PROBLEM DESCRIPTION: Beginning with the line that contains "Scan for navy blue blazer.", transcribe every line through the end of the entries exactly as written, and reproduce nothing else.

Dataset entries
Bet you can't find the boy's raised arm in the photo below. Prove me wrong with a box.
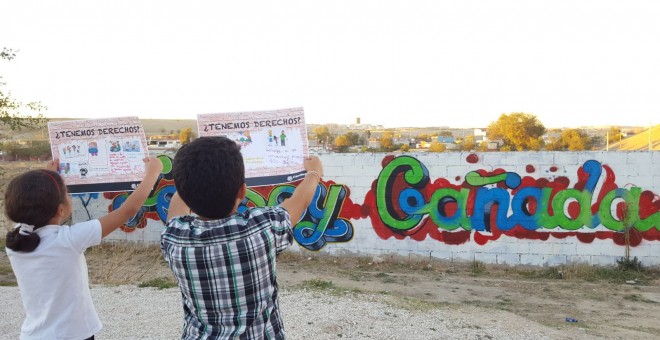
[280,156,323,224]
[98,157,163,237]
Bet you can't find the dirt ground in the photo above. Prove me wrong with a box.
[3,242,659,339]
[1,162,660,339]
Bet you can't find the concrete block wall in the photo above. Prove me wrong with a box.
[73,151,660,267]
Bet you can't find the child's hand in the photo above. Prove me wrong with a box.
[304,155,323,176]
[46,158,59,172]
[143,157,163,176]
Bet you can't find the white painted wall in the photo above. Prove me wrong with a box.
[74,151,660,267]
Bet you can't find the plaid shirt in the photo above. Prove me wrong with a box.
[161,206,294,339]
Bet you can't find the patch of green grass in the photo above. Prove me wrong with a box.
[0,281,17,287]
[138,277,176,290]
[470,261,487,275]
[616,257,643,272]
[0,265,13,275]
[339,270,363,281]
[300,279,335,290]
[518,267,563,279]
[375,272,396,283]
[385,295,451,312]
[581,267,653,284]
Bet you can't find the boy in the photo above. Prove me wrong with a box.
[161,136,323,339]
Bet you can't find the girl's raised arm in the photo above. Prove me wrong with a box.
[98,157,163,237]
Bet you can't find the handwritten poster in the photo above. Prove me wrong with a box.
[48,117,149,193]
[197,107,309,186]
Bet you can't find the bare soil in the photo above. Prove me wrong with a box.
[1,162,659,339]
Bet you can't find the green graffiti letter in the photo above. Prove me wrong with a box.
[551,189,593,230]
[376,156,429,231]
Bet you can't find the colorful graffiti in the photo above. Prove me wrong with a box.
[104,155,176,232]
[103,155,360,250]
[240,182,360,250]
[363,155,660,246]
[100,154,659,249]
[71,193,99,220]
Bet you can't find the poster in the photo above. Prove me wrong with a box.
[197,107,309,186]
[48,117,149,193]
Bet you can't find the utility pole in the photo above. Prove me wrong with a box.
[649,121,652,151]
[606,131,609,151]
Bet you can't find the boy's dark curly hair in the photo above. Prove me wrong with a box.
[172,136,245,219]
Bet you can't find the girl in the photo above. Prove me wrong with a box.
[5,157,162,340]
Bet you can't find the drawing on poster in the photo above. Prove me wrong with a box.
[197,107,309,186]
[48,117,149,193]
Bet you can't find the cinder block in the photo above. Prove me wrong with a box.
[473,252,499,264]
[627,151,653,165]
[554,152,579,166]
[596,152,628,167]
[567,255,592,265]
[493,253,522,266]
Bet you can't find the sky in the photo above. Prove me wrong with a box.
[1,0,659,129]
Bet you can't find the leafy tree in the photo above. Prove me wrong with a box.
[333,134,350,152]
[544,137,562,151]
[428,141,446,152]
[179,127,194,144]
[344,132,361,146]
[1,48,47,133]
[438,130,453,137]
[462,135,475,151]
[487,113,546,151]
[313,126,332,145]
[400,143,410,152]
[607,126,623,144]
[380,131,395,150]
[478,141,488,151]
[559,128,592,151]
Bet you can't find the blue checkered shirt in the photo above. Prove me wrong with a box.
[161,206,294,339]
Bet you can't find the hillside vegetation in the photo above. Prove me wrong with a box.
[606,124,660,151]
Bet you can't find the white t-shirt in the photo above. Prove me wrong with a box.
[7,220,103,340]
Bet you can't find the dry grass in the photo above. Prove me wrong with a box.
[85,242,171,285]
[608,124,660,150]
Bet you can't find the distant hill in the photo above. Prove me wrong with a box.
[140,119,197,136]
[1,118,199,141]
[605,125,660,151]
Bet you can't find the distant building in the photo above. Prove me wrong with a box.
[147,135,181,150]
[473,129,488,143]
[436,136,455,143]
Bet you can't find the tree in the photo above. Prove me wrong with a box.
[344,132,361,146]
[487,113,546,151]
[1,48,47,133]
[400,143,410,152]
[379,131,395,150]
[333,135,350,152]
[462,135,475,151]
[559,128,592,151]
[607,126,623,144]
[179,127,194,144]
[428,141,446,152]
[313,126,332,145]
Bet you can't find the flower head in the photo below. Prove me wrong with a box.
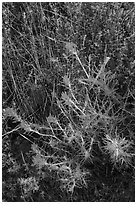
[103,134,133,167]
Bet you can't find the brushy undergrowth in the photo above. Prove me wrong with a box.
[2,2,135,202]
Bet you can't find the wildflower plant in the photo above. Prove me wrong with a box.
[2,2,134,202]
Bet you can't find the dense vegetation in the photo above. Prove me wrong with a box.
[2,2,135,202]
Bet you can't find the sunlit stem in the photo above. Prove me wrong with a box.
[74,52,89,78]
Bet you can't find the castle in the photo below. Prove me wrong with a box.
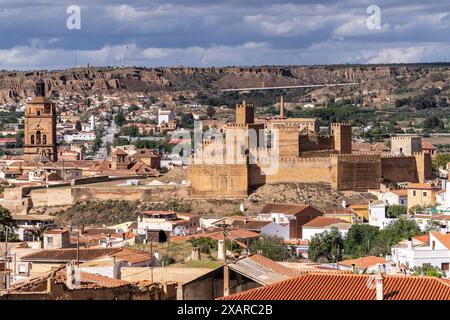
[187,101,432,197]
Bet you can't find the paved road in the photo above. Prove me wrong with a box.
[93,122,117,160]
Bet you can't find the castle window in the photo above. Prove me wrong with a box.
[36,131,41,144]
[31,135,35,145]
[43,135,47,145]
[37,111,40,116]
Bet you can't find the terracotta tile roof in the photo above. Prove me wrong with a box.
[303,216,349,228]
[78,272,130,288]
[45,229,69,235]
[422,141,437,150]
[389,189,408,196]
[21,248,120,263]
[232,220,272,231]
[247,254,302,278]
[219,273,450,300]
[431,231,450,250]
[111,248,151,265]
[338,256,388,269]
[260,203,317,216]
[413,234,430,244]
[190,229,260,244]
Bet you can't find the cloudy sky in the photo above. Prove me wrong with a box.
[0,0,449,70]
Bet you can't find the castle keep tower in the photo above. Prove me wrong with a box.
[23,80,57,162]
[235,101,254,125]
[331,123,352,154]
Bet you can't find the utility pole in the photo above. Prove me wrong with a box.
[150,239,154,284]
[3,227,9,289]
[76,231,80,265]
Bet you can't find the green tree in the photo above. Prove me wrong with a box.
[422,115,444,130]
[121,126,140,137]
[374,218,421,255]
[180,113,194,129]
[114,110,126,127]
[412,265,443,277]
[249,235,290,261]
[0,206,18,242]
[307,227,344,263]
[206,106,216,118]
[424,220,442,232]
[15,131,24,148]
[387,205,407,218]
[75,120,82,131]
[432,153,450,171]
[344,224,380,258]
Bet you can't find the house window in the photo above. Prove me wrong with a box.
[423,192,427,197]
[19,264,27,274]
[47,236,53,247]
[413,191,416,197]
[432,240,435,250]
[442,263,449,271]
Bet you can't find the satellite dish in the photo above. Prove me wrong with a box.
[342,200,347,208]
[239,203,245,213]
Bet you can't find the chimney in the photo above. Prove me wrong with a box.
[375,265,384,301]
[217,240,226,260]
[407,237,413,249]
[280,96,285,118]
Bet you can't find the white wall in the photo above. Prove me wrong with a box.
[261,222,290,240]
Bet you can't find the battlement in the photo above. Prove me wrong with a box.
[299,133,331,139]
[236,101,254,109]
[224,123,250,128]
[271,123,303,130]
[381,154,416,159]
[330,153,381,160]
[330,122,352,127]
[391,135,421,140]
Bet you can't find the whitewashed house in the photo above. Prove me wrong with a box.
[391,227,450,277]
[368,200,397,230]
[301,216,352,241]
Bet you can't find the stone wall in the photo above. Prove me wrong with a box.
[187,163,248,197]
[299,134,334,153]
[380,155,419,183]
[249,157,334,187]
[332,154,381,191]
[30,188,73,207]
[28,185,191,207]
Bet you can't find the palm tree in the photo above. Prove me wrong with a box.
[29,224,52,248]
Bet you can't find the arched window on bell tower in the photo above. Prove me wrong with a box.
[43,135,47,145]
[36,131,41,144]
[31,135,35,145]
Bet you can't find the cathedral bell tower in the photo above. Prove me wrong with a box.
[23,80,57,163]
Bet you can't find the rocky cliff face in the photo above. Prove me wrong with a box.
[0,64,447,103]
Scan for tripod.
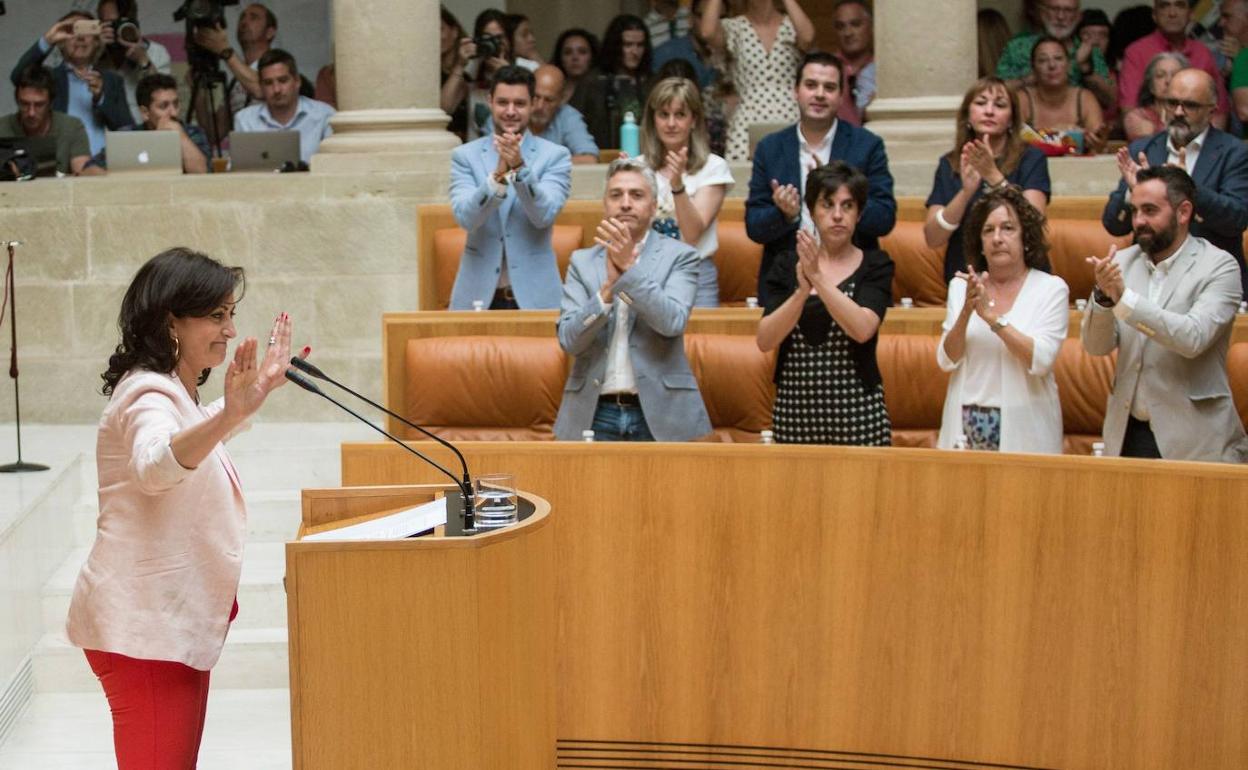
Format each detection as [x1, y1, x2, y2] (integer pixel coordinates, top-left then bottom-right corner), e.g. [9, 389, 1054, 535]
[0, 240, 47, 473]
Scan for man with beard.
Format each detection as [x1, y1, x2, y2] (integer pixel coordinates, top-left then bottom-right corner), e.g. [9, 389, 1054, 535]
[746, 51, 895, 304]
[1102, 68, 1248, 295]
[483, 65, 599, 164]
[0, 65, 94, 175]
[1083, 166, 1247, 462]
[995, 0, 1115, 109]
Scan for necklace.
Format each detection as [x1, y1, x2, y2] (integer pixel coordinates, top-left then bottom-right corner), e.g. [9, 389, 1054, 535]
[984, 272, 1024, 309]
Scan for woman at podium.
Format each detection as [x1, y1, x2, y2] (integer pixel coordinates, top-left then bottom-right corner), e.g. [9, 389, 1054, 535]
[64, 247, 294, 767]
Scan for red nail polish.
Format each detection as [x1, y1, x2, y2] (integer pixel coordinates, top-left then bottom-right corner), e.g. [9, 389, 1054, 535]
[302, 346, 311, 357]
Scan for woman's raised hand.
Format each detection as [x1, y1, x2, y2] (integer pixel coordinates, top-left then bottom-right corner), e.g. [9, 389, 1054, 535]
[223, 313, 292, 426]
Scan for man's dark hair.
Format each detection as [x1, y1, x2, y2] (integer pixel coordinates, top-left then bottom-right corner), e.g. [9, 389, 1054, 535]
[257, 48, 298, 78]
[1137, 165, 1197, 209]
[14, 64, 56, 103]
[136, 73, 177, 108]
[490, 64, 535, 97]
[98, 0, 138, 16]
[601, 14, 651, 75]
[655, 57, 698, 84]
[795, 50, 844, 90]
[804, 161, 868, 215]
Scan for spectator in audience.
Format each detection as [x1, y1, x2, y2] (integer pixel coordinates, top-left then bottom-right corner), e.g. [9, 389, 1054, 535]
[756, 162, 894, 446]
[1083, 166, 1248, 461]
[193, 3, 277, 118]
[1103, 68, 1248, 294]
[314, 62, 336, 109]
[937, 187, 1069, 453]
[832, 0, 876, 125]
[646, 0, 691, 48]
[1123, 51, 1186, 140]
[448, 66, 572, 310]
[641, 76, 733, 307]
[996, 0, 1116, 111]
[87, 74, 210, 174]
[652, 0, 715, 89]
[11, 11, 134, 156]
[569, 14, 654, 151]
[465, 9, 513, 140]
[441, 6, 471, 141]
[1117, 0, 1229, 124]
[552, 28, 600, 106]
[94, 0, 172, 125]
[232, 49, 334, 164]
[926, 77, 1051, 284]
[1107, 5, 1157, 72]
[748, 51, 896, 304]
[485, 64, 599, 164]
[700, 0, 815, 161]
[1223, 0, 1248, 124]
[1076, 8, 1113, 59]
[979, 9, 1013, 78]
[1018, 36, 1107, 153]
[554, 157, 710, 442]
[505, 14, 542, 69]
[0, 65, 94, 176]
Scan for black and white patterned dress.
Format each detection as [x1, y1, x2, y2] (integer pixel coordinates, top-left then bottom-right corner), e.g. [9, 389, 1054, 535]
[773, 280, 891, 445]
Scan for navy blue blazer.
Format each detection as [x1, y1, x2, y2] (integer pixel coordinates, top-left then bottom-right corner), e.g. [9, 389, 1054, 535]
[11, 40, 133, 133]
[745, 122, 896, 301]
[1103, 127, 1248, 293]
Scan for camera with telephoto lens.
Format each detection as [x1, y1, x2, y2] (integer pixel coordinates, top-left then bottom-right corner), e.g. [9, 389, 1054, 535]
[173, 0, 240, 81]
[108, 18, 142, 46]
[472, 33, 503, 60]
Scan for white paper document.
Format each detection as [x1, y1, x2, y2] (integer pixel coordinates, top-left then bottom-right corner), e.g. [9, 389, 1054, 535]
[302, 497, 448, 541]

SOLUTION TO THIS PROBLEM:
Scan for navy blue blazer.
Format each detection as [x1, y1, x2, y2] (integer pixel coordinates, top-left then bottom-right corner), e.g. [9, 389, 1054, 535]
[11, 40, 133, 133]
[745, 122, 896, 301]
[1103, 127, 1248, 293]
Scan for camera with telephoto lens.
Format each detection as [x1, y1, x2, y2] (integer pixel coordinates, top-left then bottom-right corner), e.g. [9, 389, 1054, 535]
[173, 0, 240, 81]
[108, 18, 142, 46]
[472, 33, 503, 60]
Scan for white paper document.
Format each detection as [x1, y1, x2, y2] (integer pixel coordinates, top-left then bottom-right corner), e.g. [9, 389, 1054, 535]
[302, 497, 448, 541]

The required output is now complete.